▸ WHAT THE EXERCISE ASKS: Do not repeat pictures. Repeat exactly the lines of the listing below from its first line through the line with "Might I ask you to point at the green".
== == ==
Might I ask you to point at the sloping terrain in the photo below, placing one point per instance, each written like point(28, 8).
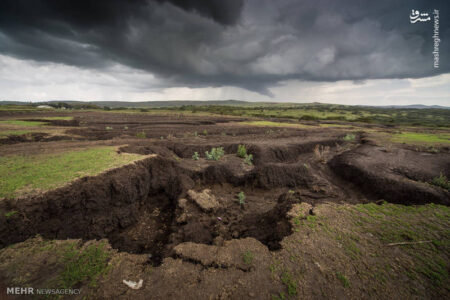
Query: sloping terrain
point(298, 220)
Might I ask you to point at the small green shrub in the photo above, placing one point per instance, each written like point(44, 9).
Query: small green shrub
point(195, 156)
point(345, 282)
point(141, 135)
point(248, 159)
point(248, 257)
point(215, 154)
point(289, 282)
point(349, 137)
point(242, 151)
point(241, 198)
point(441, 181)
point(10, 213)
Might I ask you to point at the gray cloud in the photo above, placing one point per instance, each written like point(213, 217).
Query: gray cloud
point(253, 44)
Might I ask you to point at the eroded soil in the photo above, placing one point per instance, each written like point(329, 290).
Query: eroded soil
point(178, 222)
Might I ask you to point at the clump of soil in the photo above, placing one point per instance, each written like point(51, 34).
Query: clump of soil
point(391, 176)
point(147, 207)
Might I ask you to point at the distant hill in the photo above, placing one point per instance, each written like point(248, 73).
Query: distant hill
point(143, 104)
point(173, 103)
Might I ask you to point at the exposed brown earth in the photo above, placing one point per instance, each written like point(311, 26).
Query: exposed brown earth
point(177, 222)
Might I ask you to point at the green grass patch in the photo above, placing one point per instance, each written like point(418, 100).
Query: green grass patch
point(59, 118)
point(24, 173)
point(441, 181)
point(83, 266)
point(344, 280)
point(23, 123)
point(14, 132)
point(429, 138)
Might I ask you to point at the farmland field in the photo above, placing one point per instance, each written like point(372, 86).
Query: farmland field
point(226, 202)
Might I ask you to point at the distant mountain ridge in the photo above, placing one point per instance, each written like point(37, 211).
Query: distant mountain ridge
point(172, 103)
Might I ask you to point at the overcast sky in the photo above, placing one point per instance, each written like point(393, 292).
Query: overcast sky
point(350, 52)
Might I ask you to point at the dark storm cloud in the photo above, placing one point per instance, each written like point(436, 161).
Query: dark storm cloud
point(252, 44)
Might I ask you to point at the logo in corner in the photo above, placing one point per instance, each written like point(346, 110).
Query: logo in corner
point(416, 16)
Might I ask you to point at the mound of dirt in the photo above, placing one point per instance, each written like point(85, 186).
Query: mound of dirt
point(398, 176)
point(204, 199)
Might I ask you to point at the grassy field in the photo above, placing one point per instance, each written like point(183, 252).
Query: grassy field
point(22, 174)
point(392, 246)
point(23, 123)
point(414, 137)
== == ==
▸ EXERCISE ANSWER:
Might I ask you to point at the sloping terrain in the photo below, placing one point per instance, each written like point(28, 8).
Query: sloping terrain
point(298, 220)
Might I ask you to point at the small green shrub in the photo above, placing one point per instance, each written like point(44, 9).
Query: small green shrub
point(195, 156)
point(345, 282)
point(141, 135)
point(248, 159)
point(248, 257)
point(215, 154)
point(289, 282)
point(349, 137)
point(242, 151)
point(241, 198)
point(441, 181)
point(10, 213)
Might I ask you to point at the gray cloud in the photo above, placing one point per instance, each written like point(213, 217).
Query: gray cloud
point(253, 44)
Might I ask you to point at the eroded soil in the photo above, placing one point per instance, each written like point(329, 290).
Query: eroded soil
point(178, 222)
Might I ask you to point at the clump of soil in the photo above, placing one point per instance, each written like point(51, 34).
Query: clump of soil
point(391, 176)
point(147, 207)
Might I ask you to point at the distant hill in the photo above, placing one point per instance, each written like point(248, 73).
Query: distant hill
point(143, 104)
point(173, 103)
Might I ask you to point at the exposed brown earth in the photo above, placing one point per instance, each written like point(311, 26).
Query: exposed brown earth
point(177, 222)
Might I ask you to point at the green grass patch in the photo above, placing one point per instance, each written like point(418, 100).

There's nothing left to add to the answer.